Task prompt
Print the lines below word for word, starting at the one that contains "Would you be able to point to the rocky outcrop" and ending at the one that contains "(1046, 134)", and omit any pictures.

Extracted entries
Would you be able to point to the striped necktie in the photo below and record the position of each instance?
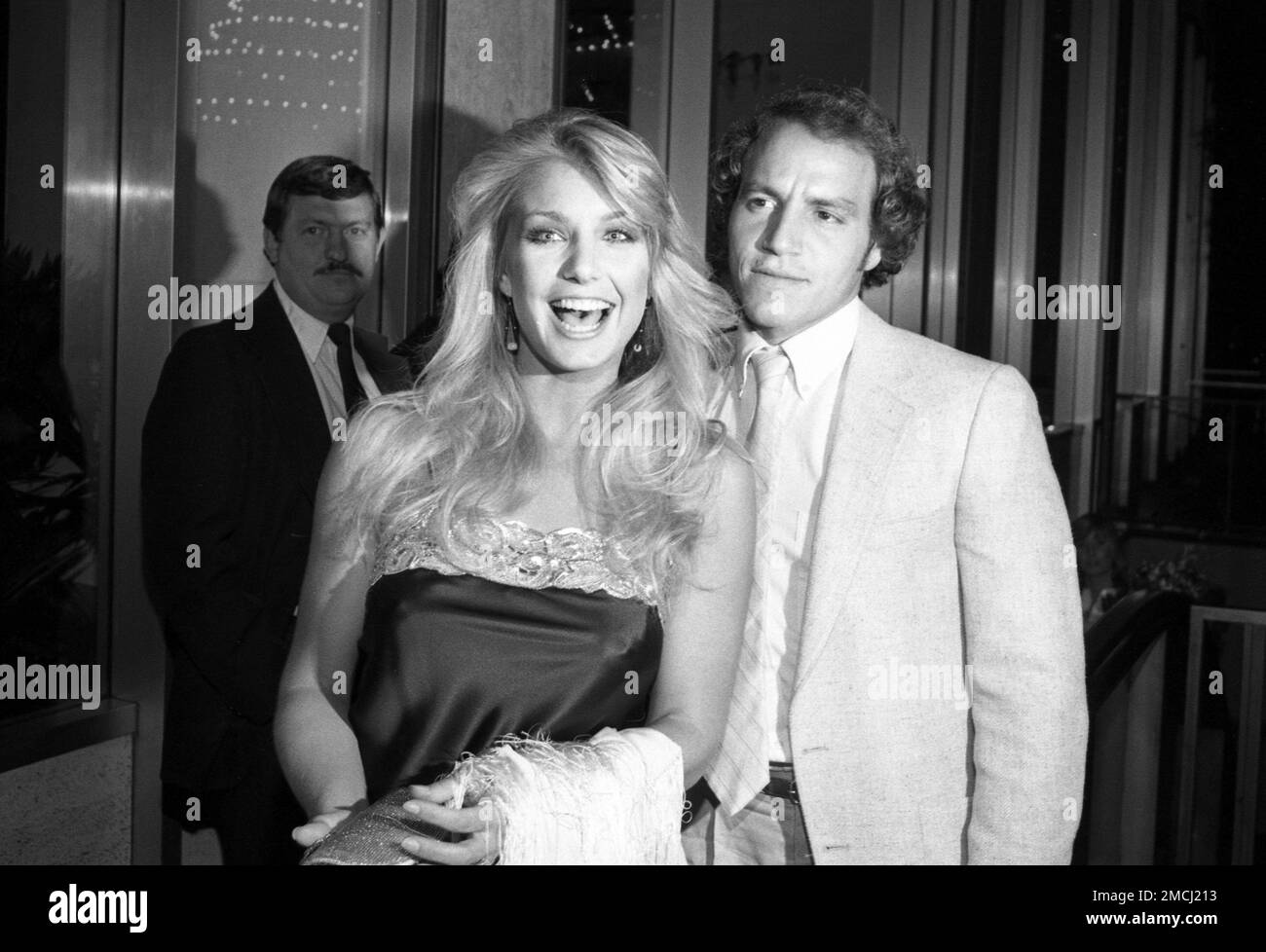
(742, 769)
---
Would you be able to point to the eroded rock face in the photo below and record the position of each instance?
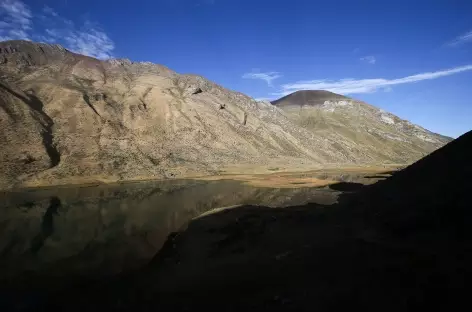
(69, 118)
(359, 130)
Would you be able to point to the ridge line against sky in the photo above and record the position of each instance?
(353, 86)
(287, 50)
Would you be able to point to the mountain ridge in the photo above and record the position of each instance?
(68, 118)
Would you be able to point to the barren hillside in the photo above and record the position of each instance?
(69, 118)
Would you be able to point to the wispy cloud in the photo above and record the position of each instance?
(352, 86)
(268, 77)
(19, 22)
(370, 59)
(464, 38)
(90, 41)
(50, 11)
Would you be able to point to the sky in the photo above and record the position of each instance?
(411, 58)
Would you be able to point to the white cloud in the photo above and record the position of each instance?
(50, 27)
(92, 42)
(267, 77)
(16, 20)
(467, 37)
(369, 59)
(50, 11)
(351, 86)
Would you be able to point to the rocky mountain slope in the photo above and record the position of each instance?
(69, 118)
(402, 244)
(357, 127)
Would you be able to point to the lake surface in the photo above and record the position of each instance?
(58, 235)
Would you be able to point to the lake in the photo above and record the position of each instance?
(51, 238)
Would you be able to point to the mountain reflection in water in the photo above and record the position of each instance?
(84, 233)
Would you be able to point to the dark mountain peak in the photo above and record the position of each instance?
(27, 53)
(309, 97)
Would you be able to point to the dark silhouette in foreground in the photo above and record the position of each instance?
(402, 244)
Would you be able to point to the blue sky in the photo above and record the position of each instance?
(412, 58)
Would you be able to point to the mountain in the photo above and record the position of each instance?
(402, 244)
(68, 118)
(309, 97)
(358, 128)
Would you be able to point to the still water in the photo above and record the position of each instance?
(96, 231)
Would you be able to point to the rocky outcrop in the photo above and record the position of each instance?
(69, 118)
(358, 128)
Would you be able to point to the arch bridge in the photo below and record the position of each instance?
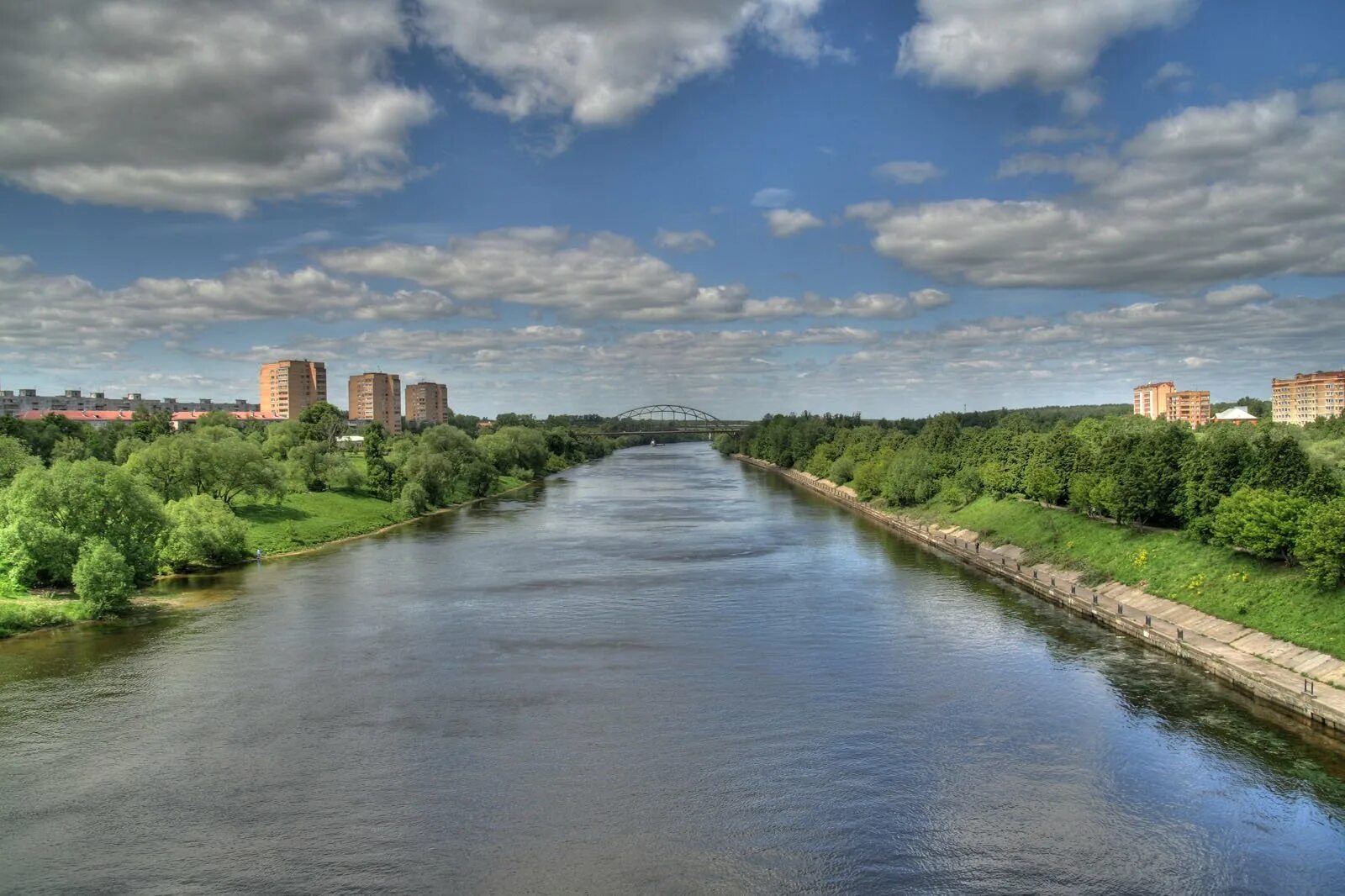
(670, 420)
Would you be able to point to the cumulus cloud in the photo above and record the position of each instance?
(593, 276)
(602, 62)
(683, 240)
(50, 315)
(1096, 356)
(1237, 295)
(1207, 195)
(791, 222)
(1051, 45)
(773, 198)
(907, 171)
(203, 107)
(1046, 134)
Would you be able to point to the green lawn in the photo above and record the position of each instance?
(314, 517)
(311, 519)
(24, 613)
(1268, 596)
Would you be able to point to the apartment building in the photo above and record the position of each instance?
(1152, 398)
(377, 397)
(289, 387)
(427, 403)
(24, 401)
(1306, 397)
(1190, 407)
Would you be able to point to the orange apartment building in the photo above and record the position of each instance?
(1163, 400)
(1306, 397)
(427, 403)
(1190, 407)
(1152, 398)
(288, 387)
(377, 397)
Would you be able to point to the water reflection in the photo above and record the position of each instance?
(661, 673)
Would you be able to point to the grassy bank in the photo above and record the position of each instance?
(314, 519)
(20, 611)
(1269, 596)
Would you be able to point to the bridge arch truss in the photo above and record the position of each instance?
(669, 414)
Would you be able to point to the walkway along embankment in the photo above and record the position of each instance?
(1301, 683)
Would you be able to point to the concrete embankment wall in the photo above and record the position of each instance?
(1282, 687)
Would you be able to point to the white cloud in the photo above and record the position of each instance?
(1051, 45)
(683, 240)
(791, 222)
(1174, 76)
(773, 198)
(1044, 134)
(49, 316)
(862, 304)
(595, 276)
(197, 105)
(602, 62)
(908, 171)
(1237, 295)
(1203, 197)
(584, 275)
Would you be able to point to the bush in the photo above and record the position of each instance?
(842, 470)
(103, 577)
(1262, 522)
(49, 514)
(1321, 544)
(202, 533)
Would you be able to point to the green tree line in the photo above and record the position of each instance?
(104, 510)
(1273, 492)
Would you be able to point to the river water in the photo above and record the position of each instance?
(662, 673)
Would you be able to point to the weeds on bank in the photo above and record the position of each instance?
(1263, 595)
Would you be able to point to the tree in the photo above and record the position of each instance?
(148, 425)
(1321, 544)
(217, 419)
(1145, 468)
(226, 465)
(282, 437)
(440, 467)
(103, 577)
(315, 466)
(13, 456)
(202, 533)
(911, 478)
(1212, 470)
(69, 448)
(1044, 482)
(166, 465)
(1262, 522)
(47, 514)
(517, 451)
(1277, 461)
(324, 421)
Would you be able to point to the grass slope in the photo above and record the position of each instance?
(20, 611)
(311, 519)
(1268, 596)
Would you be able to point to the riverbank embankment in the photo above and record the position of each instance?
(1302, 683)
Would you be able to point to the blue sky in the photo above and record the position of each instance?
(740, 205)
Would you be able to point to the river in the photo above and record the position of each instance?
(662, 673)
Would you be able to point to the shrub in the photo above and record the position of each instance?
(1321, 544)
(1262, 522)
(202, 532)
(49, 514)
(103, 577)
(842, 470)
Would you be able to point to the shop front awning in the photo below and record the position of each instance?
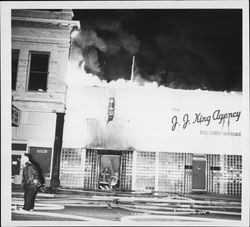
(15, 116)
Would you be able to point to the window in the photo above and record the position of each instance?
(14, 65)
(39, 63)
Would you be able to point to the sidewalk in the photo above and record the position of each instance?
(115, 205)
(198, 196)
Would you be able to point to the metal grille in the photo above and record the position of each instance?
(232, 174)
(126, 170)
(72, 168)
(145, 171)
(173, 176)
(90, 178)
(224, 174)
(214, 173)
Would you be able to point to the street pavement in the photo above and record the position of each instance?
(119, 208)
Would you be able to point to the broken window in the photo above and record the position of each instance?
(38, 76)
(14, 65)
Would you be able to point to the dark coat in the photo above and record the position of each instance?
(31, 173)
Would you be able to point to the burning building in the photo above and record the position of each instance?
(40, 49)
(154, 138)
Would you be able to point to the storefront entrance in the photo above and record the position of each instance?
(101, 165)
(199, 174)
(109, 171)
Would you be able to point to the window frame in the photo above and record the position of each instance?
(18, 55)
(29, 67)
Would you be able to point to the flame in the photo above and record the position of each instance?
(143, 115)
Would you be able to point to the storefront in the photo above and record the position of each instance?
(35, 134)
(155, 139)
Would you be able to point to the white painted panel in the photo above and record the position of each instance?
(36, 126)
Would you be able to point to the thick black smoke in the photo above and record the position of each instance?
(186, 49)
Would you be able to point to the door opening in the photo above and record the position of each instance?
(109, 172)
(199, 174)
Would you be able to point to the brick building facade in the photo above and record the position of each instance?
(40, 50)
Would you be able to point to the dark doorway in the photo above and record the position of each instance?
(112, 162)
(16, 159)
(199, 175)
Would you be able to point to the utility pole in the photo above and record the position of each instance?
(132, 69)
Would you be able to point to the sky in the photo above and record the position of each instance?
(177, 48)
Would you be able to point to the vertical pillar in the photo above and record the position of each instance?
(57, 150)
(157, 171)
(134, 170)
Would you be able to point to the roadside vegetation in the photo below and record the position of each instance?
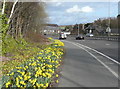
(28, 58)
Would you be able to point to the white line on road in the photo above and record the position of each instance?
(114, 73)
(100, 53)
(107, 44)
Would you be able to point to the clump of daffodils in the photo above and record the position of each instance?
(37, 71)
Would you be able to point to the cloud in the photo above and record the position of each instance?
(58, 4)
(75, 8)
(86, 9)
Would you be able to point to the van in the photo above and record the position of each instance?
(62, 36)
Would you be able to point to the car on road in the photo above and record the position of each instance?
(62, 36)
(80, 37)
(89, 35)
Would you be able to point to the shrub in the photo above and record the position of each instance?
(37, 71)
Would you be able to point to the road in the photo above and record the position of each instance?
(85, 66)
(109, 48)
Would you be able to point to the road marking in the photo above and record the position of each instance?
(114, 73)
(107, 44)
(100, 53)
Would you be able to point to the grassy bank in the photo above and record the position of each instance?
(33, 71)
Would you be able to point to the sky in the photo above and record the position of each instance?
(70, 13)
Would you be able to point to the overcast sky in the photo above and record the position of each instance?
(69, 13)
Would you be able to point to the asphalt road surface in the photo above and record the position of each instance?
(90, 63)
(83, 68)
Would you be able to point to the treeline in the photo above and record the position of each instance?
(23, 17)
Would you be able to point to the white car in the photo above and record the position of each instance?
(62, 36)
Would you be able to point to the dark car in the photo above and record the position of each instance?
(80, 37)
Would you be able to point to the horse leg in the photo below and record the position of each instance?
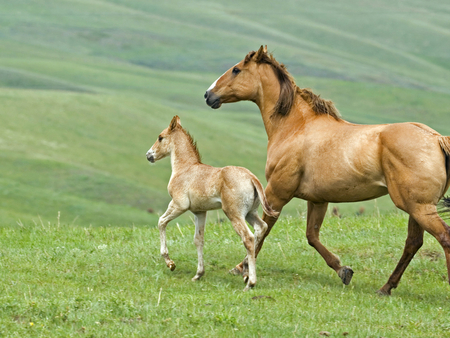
==
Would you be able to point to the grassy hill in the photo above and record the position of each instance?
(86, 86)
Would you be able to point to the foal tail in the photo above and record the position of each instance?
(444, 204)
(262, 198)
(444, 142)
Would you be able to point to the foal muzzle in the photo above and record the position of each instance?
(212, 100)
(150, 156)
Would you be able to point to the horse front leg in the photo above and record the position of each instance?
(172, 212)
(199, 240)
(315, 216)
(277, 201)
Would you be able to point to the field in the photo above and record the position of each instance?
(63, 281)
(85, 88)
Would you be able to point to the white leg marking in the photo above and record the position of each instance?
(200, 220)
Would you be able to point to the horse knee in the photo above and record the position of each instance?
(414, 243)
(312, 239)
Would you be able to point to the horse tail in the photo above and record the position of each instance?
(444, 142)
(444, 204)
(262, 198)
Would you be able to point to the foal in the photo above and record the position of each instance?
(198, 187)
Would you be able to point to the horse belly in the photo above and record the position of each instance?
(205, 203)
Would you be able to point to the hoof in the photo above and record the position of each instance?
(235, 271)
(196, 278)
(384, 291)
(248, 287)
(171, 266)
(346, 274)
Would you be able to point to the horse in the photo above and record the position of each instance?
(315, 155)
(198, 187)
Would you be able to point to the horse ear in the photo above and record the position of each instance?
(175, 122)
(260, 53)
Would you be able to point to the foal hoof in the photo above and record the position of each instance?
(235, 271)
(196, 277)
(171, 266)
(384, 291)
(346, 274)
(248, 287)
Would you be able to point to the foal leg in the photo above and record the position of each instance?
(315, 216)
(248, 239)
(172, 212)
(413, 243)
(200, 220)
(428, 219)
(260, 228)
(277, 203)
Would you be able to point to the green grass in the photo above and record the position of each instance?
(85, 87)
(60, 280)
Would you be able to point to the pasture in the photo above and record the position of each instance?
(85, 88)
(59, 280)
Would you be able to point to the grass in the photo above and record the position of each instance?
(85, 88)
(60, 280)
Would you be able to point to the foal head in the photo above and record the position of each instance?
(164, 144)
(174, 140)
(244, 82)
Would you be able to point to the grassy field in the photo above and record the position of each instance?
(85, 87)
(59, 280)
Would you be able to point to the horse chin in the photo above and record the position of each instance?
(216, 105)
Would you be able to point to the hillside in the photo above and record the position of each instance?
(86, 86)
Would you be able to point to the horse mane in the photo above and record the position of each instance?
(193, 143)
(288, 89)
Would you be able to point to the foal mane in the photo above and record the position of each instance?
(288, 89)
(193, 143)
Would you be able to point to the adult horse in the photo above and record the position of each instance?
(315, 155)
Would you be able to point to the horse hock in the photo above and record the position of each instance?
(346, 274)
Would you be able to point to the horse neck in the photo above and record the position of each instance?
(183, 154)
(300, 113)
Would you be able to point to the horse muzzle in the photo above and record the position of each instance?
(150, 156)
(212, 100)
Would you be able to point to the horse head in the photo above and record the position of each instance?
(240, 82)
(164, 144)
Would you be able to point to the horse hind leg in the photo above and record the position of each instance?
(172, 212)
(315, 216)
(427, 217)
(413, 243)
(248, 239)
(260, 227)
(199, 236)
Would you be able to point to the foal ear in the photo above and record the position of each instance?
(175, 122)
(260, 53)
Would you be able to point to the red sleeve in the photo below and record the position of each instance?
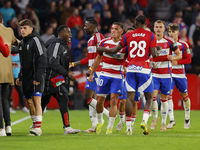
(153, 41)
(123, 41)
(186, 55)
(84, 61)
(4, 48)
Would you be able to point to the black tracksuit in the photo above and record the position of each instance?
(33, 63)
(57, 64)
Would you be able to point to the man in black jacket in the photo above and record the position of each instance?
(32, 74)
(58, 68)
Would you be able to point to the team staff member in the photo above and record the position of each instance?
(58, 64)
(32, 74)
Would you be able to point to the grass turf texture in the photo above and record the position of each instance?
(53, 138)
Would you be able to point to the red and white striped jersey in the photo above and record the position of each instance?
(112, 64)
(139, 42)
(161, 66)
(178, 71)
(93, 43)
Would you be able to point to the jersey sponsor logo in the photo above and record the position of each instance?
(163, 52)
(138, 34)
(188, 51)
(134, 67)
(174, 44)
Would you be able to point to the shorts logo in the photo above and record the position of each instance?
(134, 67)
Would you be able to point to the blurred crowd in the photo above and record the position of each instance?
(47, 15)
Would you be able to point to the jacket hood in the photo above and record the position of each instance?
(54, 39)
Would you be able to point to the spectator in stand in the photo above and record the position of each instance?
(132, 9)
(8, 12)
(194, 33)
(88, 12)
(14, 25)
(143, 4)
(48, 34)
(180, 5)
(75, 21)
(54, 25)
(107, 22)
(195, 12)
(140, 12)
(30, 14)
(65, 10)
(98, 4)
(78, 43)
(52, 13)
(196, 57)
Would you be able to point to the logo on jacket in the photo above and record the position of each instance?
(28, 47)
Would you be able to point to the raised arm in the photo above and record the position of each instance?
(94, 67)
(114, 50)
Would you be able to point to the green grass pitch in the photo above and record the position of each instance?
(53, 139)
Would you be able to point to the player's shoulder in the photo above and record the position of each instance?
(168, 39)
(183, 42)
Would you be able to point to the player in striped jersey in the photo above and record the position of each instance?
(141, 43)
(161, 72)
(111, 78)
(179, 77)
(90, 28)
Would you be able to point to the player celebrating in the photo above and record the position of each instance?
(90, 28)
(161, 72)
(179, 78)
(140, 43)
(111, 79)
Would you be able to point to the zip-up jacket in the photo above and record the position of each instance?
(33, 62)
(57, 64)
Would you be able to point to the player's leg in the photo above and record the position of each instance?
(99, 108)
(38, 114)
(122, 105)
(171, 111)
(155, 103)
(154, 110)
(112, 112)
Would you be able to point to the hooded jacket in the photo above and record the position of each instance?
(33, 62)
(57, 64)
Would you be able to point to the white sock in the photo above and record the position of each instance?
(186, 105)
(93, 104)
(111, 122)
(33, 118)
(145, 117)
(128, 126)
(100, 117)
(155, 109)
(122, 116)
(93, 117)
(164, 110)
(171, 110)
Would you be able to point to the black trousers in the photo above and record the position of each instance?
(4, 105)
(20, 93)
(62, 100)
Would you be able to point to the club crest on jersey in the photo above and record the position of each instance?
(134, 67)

Response to the task
Would you be able to point to the rocky outcrop in the photo above and record the position of each instance?
(69, 118)
(358, 128)
Would you be able to point to the arch bridge in the photo below and record the position of each instance?
(670, 420)
Would you be able to point to the cumulus cloud in the photo above and record the position of each instance?
(593, 276)
(602, 62)
(683, 240)
(50, 315)
(1096, 356)
(1237, 295)
(1207, 195)
(791, 222)
(1051, 45)
(773, 198)
(907, 171)
(203, 107)
(1046, 134)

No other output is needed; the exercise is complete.